§ Stated problem
Emit only the lines from the line containing "the gray pavement" through the last line of the entries, unchanged.

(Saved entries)
○ ○ ○ ○
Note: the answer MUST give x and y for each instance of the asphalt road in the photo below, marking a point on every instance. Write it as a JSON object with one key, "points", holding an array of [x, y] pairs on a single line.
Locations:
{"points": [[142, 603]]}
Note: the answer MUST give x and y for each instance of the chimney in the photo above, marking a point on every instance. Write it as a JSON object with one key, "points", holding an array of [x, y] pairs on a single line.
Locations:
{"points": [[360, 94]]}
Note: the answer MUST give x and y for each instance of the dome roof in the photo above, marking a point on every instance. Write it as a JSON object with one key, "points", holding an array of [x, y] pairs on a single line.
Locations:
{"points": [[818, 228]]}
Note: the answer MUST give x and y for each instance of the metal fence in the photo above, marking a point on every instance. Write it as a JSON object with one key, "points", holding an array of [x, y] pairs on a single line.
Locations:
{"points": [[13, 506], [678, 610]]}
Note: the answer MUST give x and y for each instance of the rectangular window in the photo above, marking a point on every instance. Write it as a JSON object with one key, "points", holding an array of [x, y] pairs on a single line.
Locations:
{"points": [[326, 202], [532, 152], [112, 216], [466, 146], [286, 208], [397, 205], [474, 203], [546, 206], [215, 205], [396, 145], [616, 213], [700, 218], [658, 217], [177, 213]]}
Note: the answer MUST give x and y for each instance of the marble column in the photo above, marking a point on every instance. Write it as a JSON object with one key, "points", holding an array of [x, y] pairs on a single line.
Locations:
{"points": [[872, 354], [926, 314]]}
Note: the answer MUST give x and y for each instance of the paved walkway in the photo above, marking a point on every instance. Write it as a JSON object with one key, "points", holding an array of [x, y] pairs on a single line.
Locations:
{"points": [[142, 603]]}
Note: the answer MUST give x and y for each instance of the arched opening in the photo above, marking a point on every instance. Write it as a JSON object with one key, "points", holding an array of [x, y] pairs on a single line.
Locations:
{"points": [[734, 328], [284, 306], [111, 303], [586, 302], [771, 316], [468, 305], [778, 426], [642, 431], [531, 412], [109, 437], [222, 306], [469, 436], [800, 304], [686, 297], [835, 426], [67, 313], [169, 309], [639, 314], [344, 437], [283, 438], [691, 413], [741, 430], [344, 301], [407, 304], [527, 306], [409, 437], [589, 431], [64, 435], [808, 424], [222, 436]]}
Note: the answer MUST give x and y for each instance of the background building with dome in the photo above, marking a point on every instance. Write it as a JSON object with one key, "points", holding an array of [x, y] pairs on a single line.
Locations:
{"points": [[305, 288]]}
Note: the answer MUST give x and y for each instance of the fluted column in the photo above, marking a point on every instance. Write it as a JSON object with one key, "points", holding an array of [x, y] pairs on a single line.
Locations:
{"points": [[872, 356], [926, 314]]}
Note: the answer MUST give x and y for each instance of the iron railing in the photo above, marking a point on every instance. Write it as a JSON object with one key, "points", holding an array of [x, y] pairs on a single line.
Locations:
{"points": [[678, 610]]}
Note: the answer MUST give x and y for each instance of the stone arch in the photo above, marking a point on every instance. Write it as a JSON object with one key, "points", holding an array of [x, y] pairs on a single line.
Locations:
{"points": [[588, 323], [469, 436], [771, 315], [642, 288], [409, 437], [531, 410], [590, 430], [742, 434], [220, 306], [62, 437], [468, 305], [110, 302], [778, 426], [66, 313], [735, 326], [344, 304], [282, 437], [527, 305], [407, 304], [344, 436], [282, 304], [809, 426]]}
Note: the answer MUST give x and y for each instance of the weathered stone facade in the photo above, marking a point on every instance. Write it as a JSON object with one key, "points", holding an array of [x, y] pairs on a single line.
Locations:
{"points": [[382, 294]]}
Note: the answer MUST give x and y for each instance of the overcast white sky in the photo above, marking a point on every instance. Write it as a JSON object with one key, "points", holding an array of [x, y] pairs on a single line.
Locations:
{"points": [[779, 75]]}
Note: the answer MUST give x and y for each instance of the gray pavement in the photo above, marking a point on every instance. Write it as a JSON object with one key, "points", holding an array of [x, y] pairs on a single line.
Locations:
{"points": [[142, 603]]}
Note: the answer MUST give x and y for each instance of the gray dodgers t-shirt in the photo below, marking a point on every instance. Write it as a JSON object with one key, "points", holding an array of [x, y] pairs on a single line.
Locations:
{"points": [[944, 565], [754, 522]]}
○ ○ ○ ○
§ Exercise response
Note: the answer MUST give x and y for each instance of the gray pavement in the photo above, marking a point on every instance. Write it as a JSON object with one key, "points", holding an array of [x, y] pairs on a single line.
Locations:
{"points": [[142, 603]]}
Note: the answer MUST give x and y for each instance of the gray dodgers t-shirt in the photo below, marking a point on every instance. Write it as a JSON object with one key, "points", holding an array of [x, y] pairs on a single line.
Locations:
{"points": [[944, 565], [754, 522]]}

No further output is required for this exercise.